__EXERCISE REQUIREMENTS__
[a] Using the turntable post below, mark each statement yes or no and quote the words from the post that settle it: (i) The turntable arrived with its record weight. (ii) The new belt is made from Pyrothane. (iii) The bearing oil was renewed with clear silicone.
[b] Extend the turntable post below, picking up after its final sentence.

__PASSAGE TO READ__
--------------------------------

Hello I've had this turntable for nearly a year now and feel I've started to get it to sing so thought I might write a little something about it. This is a high mass suspended turntable with a unipivot arm and glass enclosure built on a Italian slate plinth.
  When I first recieved it I was surprised to find it covered in dust and fitted with a tatty and frayed phono lead also the belt was crumbling and the record weight was missing. However not being one to let appearances put me off I started by cleaning away all the rubber stuck to the motor pully and dusting the whole thing. The first impressions sonically were not really what I expected, not that I knew what to expect of course. This was and is my first proper turntable.
  I got in touch with Simon Yorke over the internet and asked him quite a few questions with regards set up and about aquiring a new belt and what to do about the missing record weight. He is a very friendly and generous man from what I can tell about someone from conversing by email. He said he did not make the S5 record weight anymore but could modify one from the current top model the S10, he also was able to supply me with a new belt made from Pyrothane (non slip clear type) and as I requested a new ball for the bearing. After a mistake on my part concerning postage for the above items it was suggested to me by Simon that I send him a record to add to his collection as payment for the postage which I forgot to add to his payment, I of course agreed and started to think what I should get him, more of this later.
  Now then, she had a new belt, a cleaned motor pully and as instructed all metal parts of the table and arm had been rubbed with furniture wax which the excess was then polished off, this protects the metals' finish and provides just the right amount of damping to the surface according to her maker. I removed the bearing which was quite dry and fitted the new ball with clear silicone into the cup, renewing the oil with 3-in-1 oil.
  Some days later after chatting on a forum I realised that the previous owner had attached the bias thread to the wrong part of the tonearm so that it was in fact having the exact opposite affect it should have had. Unsurprisingly correcting this brought about a pleasurable improvement to the listening. Curiosity had me open up the power supply box and I took the opportunity to clean the fuse and fuseholder.
  Over the following months I have fiddled with the bias and other aspects of cartridge setup, she has been treated to a nice new phono cable and I think I'm listening to how she should sound. The record clamp is a perfect fit both physically and aesthetically being almost completely identical to the original. The previous owner must have bought the latest model arm at some point as she sports the S7 unipivot, I don't know what the original model arm sounded like so cannot comment but see no reason to think that this is anything other than an improvement.

--------------------------------

__DATA EXCERPTS__
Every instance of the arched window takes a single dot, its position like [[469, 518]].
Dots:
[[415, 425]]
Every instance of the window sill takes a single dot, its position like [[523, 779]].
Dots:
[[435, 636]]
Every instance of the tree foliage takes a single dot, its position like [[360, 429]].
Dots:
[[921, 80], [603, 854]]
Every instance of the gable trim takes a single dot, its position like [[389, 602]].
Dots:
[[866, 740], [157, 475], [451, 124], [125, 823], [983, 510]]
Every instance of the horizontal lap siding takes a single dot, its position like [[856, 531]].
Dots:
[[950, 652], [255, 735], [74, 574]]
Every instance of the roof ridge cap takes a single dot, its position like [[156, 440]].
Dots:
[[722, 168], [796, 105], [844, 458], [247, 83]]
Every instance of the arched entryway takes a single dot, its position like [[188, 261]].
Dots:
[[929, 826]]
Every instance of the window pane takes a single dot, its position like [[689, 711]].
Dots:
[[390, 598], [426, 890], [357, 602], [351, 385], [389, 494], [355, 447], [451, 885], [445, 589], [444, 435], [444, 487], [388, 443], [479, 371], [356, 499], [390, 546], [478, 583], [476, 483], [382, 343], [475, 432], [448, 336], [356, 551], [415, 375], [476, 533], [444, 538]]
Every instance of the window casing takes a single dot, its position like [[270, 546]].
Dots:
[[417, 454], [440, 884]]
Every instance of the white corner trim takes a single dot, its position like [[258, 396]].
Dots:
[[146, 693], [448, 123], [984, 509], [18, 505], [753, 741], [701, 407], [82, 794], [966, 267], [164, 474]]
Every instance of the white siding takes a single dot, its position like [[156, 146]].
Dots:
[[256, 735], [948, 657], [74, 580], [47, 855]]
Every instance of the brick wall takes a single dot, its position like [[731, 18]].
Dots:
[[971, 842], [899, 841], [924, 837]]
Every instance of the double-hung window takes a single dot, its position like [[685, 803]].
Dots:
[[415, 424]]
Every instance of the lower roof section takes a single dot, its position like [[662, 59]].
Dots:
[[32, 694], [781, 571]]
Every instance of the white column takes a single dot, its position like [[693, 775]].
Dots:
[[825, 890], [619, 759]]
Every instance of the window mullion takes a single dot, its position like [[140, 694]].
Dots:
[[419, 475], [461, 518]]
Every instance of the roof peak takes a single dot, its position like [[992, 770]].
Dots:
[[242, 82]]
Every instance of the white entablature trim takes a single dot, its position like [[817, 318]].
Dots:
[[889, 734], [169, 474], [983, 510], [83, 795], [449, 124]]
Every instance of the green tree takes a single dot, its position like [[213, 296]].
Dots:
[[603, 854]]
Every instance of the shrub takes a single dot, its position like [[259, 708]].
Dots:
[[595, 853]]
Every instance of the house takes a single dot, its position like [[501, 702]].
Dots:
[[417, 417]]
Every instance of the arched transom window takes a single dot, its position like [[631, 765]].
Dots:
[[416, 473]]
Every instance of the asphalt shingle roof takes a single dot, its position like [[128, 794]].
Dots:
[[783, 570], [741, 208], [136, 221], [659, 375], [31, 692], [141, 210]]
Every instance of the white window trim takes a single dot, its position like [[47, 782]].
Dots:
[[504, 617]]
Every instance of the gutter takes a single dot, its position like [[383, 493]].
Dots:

--------------------------------

__ANSWERS FOR THE EXERCISE__
[a]
(i) No: "the record weight was missing"
(ii) Yes: "a new belt made from Pyrothane (non slip clear type)"
(iii) No: "renewing the oil with 3-in-1 oil"

[b]
  The turntable is serial number sixty seven and the arm is number thirty something, this probably makes the table built around 1990ish as a guess. The arm I don't know.
   To review it I suppose I should tell you lots of matter of fact things to do with my stereo and what I have known before or heard at shows but alas as I said before this is my first proper turntable so really have little to refer to. The best I can do is to try and explain how it is to listen to for me. Since getting her into fine fettle the sound she makes with my Grado is a window into a space and feeling, so much of the ambiance of the venue exists in my listening room, now my bedroom, that this has as much affect upon me as the music itself. Like the set of a play, no, like the places of memories. How much of the feeling of a memory is the place in whch the event occured? So much. The venue is not part of the music but a major part of the recording I'll go as far to say the most important part, the year, the season, the period of the building the hard floor the height of the ceiling the size of the windows and even the mood of the audience are human things that not only define the listening at the time the piece was played and recorded but tie me tightly to this thing, to them, when they were there as if I was there and they could not see me.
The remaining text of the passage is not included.